#### Task instructions
Nothing in the records should change; write them all out exactly.

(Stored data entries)

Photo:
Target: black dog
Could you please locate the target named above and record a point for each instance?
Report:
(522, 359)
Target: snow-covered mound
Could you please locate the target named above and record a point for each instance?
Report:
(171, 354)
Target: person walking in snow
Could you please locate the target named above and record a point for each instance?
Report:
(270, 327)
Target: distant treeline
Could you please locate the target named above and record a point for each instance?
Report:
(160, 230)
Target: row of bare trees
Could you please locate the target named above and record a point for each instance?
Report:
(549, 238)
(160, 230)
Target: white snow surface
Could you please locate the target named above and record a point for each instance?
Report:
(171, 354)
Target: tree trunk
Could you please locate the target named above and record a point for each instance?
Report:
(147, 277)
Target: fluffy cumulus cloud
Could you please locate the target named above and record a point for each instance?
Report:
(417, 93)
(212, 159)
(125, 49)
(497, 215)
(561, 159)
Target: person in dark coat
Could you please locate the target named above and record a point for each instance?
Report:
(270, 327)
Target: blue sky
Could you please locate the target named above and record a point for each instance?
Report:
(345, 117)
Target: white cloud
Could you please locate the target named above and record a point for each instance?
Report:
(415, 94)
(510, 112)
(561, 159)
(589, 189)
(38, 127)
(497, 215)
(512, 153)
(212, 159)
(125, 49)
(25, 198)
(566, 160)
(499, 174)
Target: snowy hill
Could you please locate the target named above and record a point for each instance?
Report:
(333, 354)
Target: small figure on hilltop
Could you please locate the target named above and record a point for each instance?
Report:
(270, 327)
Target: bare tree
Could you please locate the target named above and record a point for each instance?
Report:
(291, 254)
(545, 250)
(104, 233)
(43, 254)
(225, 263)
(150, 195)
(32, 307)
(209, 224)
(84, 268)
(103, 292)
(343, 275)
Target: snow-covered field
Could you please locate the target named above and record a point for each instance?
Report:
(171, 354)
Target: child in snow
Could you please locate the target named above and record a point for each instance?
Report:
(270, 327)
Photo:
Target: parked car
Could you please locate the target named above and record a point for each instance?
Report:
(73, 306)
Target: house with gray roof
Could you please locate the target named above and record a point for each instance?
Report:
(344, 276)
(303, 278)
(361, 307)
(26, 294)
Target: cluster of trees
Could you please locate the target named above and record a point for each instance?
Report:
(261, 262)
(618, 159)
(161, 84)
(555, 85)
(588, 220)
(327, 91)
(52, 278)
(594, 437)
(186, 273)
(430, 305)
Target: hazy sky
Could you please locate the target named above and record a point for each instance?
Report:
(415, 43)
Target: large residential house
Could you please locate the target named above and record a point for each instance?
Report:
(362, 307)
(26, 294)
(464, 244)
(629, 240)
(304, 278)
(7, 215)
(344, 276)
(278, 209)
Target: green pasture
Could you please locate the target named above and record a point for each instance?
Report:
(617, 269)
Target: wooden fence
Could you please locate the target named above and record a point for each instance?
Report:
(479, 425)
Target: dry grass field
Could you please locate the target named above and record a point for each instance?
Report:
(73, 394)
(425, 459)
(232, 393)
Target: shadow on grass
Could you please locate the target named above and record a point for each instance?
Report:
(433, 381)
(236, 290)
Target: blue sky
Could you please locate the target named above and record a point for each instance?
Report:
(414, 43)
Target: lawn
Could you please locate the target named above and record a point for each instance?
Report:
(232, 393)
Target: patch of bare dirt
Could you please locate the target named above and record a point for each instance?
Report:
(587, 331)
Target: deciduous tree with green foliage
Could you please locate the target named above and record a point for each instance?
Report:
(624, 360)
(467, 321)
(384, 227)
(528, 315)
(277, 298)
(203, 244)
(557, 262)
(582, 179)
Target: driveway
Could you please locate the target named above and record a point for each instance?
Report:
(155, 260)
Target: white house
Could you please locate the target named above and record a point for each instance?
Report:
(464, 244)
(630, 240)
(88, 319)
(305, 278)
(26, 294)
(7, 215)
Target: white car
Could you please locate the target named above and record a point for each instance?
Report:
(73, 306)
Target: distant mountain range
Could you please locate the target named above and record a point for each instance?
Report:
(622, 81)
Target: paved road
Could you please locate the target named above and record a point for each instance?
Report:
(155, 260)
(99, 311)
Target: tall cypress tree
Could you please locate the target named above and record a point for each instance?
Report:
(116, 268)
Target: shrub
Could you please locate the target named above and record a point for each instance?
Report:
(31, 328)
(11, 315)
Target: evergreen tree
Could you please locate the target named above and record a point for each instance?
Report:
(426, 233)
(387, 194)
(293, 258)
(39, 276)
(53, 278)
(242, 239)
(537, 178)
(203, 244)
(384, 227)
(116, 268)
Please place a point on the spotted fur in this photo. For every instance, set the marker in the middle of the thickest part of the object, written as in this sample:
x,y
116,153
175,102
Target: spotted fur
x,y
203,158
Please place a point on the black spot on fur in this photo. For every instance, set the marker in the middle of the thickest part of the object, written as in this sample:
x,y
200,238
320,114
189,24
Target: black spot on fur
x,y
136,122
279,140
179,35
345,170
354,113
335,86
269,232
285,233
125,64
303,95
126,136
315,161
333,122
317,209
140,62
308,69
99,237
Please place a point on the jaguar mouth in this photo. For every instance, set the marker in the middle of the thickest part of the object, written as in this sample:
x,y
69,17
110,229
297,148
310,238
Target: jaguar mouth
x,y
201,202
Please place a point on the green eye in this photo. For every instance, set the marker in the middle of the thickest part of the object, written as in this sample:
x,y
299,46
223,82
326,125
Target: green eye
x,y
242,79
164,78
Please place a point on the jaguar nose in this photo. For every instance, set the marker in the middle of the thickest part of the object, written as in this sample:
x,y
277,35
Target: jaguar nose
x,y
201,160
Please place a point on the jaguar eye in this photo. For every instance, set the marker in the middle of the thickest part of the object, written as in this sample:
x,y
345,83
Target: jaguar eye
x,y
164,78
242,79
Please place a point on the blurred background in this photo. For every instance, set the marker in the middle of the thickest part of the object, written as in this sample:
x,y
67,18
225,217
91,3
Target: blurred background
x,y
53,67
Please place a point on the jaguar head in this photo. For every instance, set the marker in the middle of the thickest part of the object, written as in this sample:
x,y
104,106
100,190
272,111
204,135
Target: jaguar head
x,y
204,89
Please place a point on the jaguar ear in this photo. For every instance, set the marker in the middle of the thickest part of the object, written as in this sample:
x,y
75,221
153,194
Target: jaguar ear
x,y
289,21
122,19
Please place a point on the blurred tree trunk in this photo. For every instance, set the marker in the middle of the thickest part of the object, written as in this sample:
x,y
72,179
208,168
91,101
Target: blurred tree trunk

#### Answer to this exercise
Photo:
Target: black dog
Could you please locate the target named above and record a point for each instance?
Report:
(522, 359)
Target: snow-covered mound
Could you please locate the target named above and record a point for each instance?
Report:
(171, 354)
Target: person walking in snow
Could you please locate the target named above and record a point for each instance?
Report:
(270, 327)
Target: distant treeline
Could you please locate the target named above and record a point for each instance?
Report:
(160, 230)
Target: row of bare trees
Could you please locate the target named above and record a point for each instance?
Report:
(549, 238)
(160, 230)
Target: white snow surface
Could you please locate the target named above and record a point for each instance?
Report:
(171, 354)
Target: tree trunk
Could you please locate the target named above and record a point for each instance?
Report:
(147, 277)
Target: fluffy cumulus cloud
Could you please locate the target named above and record a point for each instance?
Report:
(417, 93)
(212, 159)
(125, 49)
(497, 215)
(561, 159)
Target: person in dark coat
Could you please locate the target named above and record a point for each instance?
Report:
(270, 327)
Target: blue sky
Could you please locate the target named above and record a point for each instance?
Report:
(345, 117)
Target: white cloud
Could you please locate the target named above and record a point for each instance?
Report:
(415, 94)
(510, 112)
(561, 159)
(589, 189)
(38, 127)
(497, 215)
(512, 153)
(212, 159)
(125, 49)
(25, 198)
(566, 160)
(499, 174)
Target: snowy hill
Could you please locate the target named above and record a point for each instance?
Report:
(333, 354)
Target: small figure on hilltop
Could you please locate the target named above and record a point for each instance?
Report:
(270, 327)
Target: bare tree
Could you please locate the target named above and record a point for each instance?
Report:
(291, 254)
(545, 250)
(104, 233)
(43, 254)
(225, 263)
(150, 195)
(32, 307)
(209, 224)
(84, 268)
(103, 292)
(343, 275)
Target: snow-covered field
Could you please locate the target named above and record a point for each instance?
Report:
(171, 354)
Target: child in snow
Could you please locate the target named above and record a point for each instance?
Report:
(270, 327)
Photo:
Target: parked car
Could you please locate the target named above and record a point for each instance?
Report:
(73, 306)
Target: house with gray roof
Could you please locate the target named above and record a point for each instance?
Report:
(344, 276)
(303, 278)
(361, 307)
(26, 294)
Target: cluster of trees
Could you please locate the target named above and record a point for each instance?
Report:
(261, 262)
(618, 159)
(161, 84)
(555, 85)
(588, 220)
(327, 91)
(52, 278)
(594, 437)
(186, 273)
(430, 305)
Target: hazy sky
Could you please locate the target named above and record a point for each instance?
Report:
(415, 43)
Target: large residential house
Could you please locate the target named above and record a point for each instance?
Report:
(362, 307)
(26, 294)
(464, 244)
(629, 240)
(304, 278)
(7, 215)
(344, 276)
(278, 209)
Target: green pasture
Could you please locate the target named above and record a point for each instance?
Report:
(617, 269)
Target: wooden fence
Could you please locate the target named above and record a point for each instance?
Report:
(479, 425)
Target: dry grass field
Could you please locate the target named above and record a point for each instance?
Report:
(73, 394)
(425, 459)
(232, 393)
Target: shadow on grass
Could you please locate the target named above and record a point for each instance?
Report:
(433, 381)
(236, 290)
Target: blue sky
Could you please locate the target named above and record a point for each instance?
Report:
(414, 43)
Target: lawn
Could you please locate the target named above and record a point for each instance?
Report:
(232, 393)
Target: patch of bare dirt
Could you please locate the target named above and record a point for each instance?
Report:
(587, 331)
Target: deciduous tree with green foliage
Could you please locate the target named above and record a point for each instance?
Report:
(624, 360)
(467, 321)
(384, 227)
(528, 315)
(277, 298)
(203, 244)
(557, 262)
(582, 179)
Target: driveway
Could you please locate the target named above and record a point for each instance?
Report:
(155, 260)
Target: white house
Could you please locate the target named above and record a point for each instance?
Report:
(464, 244)
(630, 240)
(88, 319)
(305, 278)
(26, 294)
(7, 215)
Target: white car
Could you please locate the target named above and record a point for each instance?
Report:
(73, 306)
Target: distant mountain range
Could you please locate the target named above and record a point for each instance?
Report:
(622, 81)
Target: paved road
Could you please locate the target named above and record a point for each instance?
Report:
(155, 260)
(99, 311)
Target: tall cypress tree
Could you please locate the target named above and record a point for each instance?
Report:
(116, 268)
Target: shrub
Could you please locate the target named above and record a point for each instance?
Report:
(31, 328)
(11, 315)
Target: evergreen tree
Could you please locate the target named above and record a point for each instance?
Report:
(426, 233)
(387, 194)
(293, 258)
(39, 276)
(53, 278)
(242, 239)
(537, 178)
(203, 244)
(384, 227)
(116, 268)
Please place a point on the spotted fur in this photo. For every instance, set the marker in the middle of the thickest part of the object, written as in this sample:
x,y
116,153
175,102
Target: spotted fur
x,y
203,158
Please place a point on the black spot on fur in this photo. For every instance, set the marker in the middle of the thickest part of the object, written as in this sample:
x,y
200,238
320,114
189,24
Target: black spot on fur
x,y
136,122
279,140
179,35
345,170
354,113
335,86
269,232
285,233
125,64
303,95
126,136
315,161
333,122
317,209
140,62
308,69
99,237
Please place a point on the jaguar mouth in this photo. For every instance, set the marker in the middle of the thickest part of the object, written as in this sample:
x,y
69,17
110,229
297,148
310,238
Target: jaguar mouth
x,y
201,202
Please place a point on the green eye in this photo. For every instance, set the marker in the middle of the thickest part of the object, written as in this sample:
x,y
299,46
223,82
326,125
Target: green eye
x,y
242,79
164,78
Please place a point on the jaguar nose in this photo. For every instance, set the marker in the middle of the thickest part of the object, written as in this sample:
x,y
277,35
Target: jaguar nose
x,y
201,160
Please place a point on the jaguar eye in this photo. For every instance, set the marker in the middle of the thickest part of the object, written as in this sample:
x,y
345,83
Target: jaguar eye
x,y
164,78
242,79
Please place a point on the blurred background in this photo. For every instance, set the marker in the middle of the thickest part of the object, written as in this sample:
x,y
67,18
225,217
91,3
Target: blurred background
x,y
53,67
Please place a point on the jaguar head in this photo. For every instance, set the marker in the middle of the thickest part of the object, written as in this sample:
x,y
104,106
100,190
272,111
204,135
Target: jaguar head
x,y
204,89
Please place a point on the jaguar ear in this photo. For every instance, set the marker in the middle of the thickest part of the object, written as in this sample:
x,y
75,221
153,194
Target: jaguar ear
x,y
289,21
122,19
Please place a point on the blurred tree trunk in this photo. For every instance, set the marker in the middle of the thickest part of the object, written as in this sample:
x,y
72,179
208,168
91,101
Target: blurred tree trunk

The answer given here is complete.